[Position identification records]
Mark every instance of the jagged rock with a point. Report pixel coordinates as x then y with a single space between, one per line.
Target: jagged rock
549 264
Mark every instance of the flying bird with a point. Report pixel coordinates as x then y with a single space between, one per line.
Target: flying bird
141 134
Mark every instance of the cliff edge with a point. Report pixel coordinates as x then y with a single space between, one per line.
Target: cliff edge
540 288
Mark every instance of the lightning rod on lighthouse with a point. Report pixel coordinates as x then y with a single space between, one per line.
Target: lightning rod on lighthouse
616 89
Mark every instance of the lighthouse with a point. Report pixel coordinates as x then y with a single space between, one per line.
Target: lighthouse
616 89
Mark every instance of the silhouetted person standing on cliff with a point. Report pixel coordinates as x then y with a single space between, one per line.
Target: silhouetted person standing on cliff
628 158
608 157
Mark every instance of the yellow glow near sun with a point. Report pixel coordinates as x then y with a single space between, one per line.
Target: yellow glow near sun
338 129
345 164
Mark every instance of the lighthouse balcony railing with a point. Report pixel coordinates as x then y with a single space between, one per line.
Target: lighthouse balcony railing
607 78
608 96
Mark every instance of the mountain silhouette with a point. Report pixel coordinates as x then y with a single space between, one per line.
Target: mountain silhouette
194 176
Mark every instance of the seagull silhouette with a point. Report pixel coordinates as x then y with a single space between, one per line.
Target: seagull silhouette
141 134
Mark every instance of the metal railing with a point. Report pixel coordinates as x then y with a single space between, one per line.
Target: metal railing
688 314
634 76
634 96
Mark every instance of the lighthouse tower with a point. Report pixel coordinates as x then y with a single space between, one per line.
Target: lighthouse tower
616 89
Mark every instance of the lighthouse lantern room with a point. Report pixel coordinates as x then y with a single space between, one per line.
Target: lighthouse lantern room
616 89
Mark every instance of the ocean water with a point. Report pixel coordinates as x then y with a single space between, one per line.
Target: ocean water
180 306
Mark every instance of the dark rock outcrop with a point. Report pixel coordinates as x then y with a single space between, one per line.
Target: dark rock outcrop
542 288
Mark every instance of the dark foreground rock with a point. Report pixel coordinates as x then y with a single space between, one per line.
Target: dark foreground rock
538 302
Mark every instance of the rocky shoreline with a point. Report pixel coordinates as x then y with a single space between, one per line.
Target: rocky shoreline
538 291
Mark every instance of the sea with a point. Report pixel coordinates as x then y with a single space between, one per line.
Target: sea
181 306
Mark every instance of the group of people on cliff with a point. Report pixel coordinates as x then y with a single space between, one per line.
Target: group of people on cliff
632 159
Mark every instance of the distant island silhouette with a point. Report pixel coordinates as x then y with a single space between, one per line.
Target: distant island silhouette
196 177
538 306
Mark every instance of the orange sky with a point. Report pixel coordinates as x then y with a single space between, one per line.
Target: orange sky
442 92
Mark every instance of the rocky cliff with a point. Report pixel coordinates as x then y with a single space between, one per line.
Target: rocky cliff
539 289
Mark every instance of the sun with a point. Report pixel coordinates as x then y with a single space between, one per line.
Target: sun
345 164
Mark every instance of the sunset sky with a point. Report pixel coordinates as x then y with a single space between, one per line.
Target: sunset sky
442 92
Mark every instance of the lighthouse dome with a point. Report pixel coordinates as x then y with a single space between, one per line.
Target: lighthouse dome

[What this task involves]:
Copy out each record exactly as given, omitting none.

[The output]:
Mark every instance of the jagged rock with a point. Report pixel coordinates as x then y with a single space between, one per line.
Target: jagged rock
549 264
Mark every instance of the flying bird with a point. Report pixel coordinates as x then y with a single space between, one per line.
Target: flying bird
141 134
Mark every instance of the cliff edge with a point. Report pixel coordinates as x then y with a single space between, one per line.
Target: cliff edge
540 288
Mark every instance of the lightning rod on lighthouse with a point. Report pixel coordinates as x then y with a single space between, one per line.
Target: lightning rod on lighthouse
616 89
Mark every instance of the lighthouse with a point. Report pixel coordinates as x then y with a single space between, one per line.
Target: lighthouse
616 89
Mark every instance of the silhouetted person standing on cliff with a point. Report pixel coordinates as x then y with a single space between, one per line.
Target: silhouetted person standing on cliff
628 158
608 157
Mark every instance of the yellow glow near sun with a point. Report pixel coordinates as x then y with a single space between, one per line.
Target: yellow glow near sun
338 129
345 164
Mark every instance of the lighthouse balcony railing with a point. Report pixel coordinates as x then y with a single space between, one per line.
Target: lighthouse balcony railing
607 78
608 96
Mark every instance of the mountain silhouette with a point. Report pixel coordinates as x then y with a single space between, one per line.
Target: mountain silhouette
194 176
Mark every instance of the seagull silhouette with a point. Report pixel coordinates as x then y with a single space between, one per line.
Target: seagull silhouette
141 134
Mark every instance of the metal railing with a point. Report pixel coordinates as x then y with a single space between, one per line.
Target: metal railing
688 314
634 76
634 96
Mark every instance of the lighthouse tower with a point. Report pixel coordinates as x then y with a single space between, one per line.
Target: lighthouse tower
616 89
Mark every instance of the lighthouse lantern room with a point. Report pixel coordinates as x then y with a single space between, one per line.
Target: lighthouse lantern room
616 89
Mark every instance of the ocean water with a point. Report pixel coordinates as x then y with a single space between, one per line.
Target: ocean water
180 306
Mark every instance of the dark rock outcrop with a point. Report pixel coordinates as x then y with a single space between, one per line.
Target: dark rock outcrop
542 288
Mark every instance of the dark foreground rock with a point. Report pixel coordinates as x then y with a single space between, one per line.
Target: dark foreground rock
538 302
Mark every instance of the rocky shoreline with a point. Report pixel coordinates as x then y with a single space between, one per line.
Target: rocky shoreline
538 291
Mark every instance of the sea with a point. Report pixel coordinates as x then y with a single space between, one per line.
Target: sea
181 306
Mark every instance of the group of people on cliff with a point. Report pixel coordinates as x then y with a single space between, one per line.
Target: group of people on cliff
632 159
Mark every instance of the distant island silhouette with a point. Report pixel coordinates as x then y with a single space between, one per line.
Target: distant island silhouette
196 177
538 306
Mark every instance of the orange sky with a point. Report pixel coordinates as x then y with a single space between, one per line.
Target: orange sky
442 92
Mark every instance of the rocky cliff with a point. Report pixel coordinates as x then y with a single space between, one per line.
Target: rocky cliff
539 289
Mark every instance of the sun with a point. Report pixel coordinates as x then y with a single space between, one per line.
Target: sun
345 164
Mark every instance of the sunset sky with a point. Report pixel coordinates as x then y with a single space between, one per line.
Target: sunset sky
442 92
Mark every instance of the lighthouse dome with a point. Report pixel coordinates as x then y with a single space between, one per line.
Target: lighthouse dome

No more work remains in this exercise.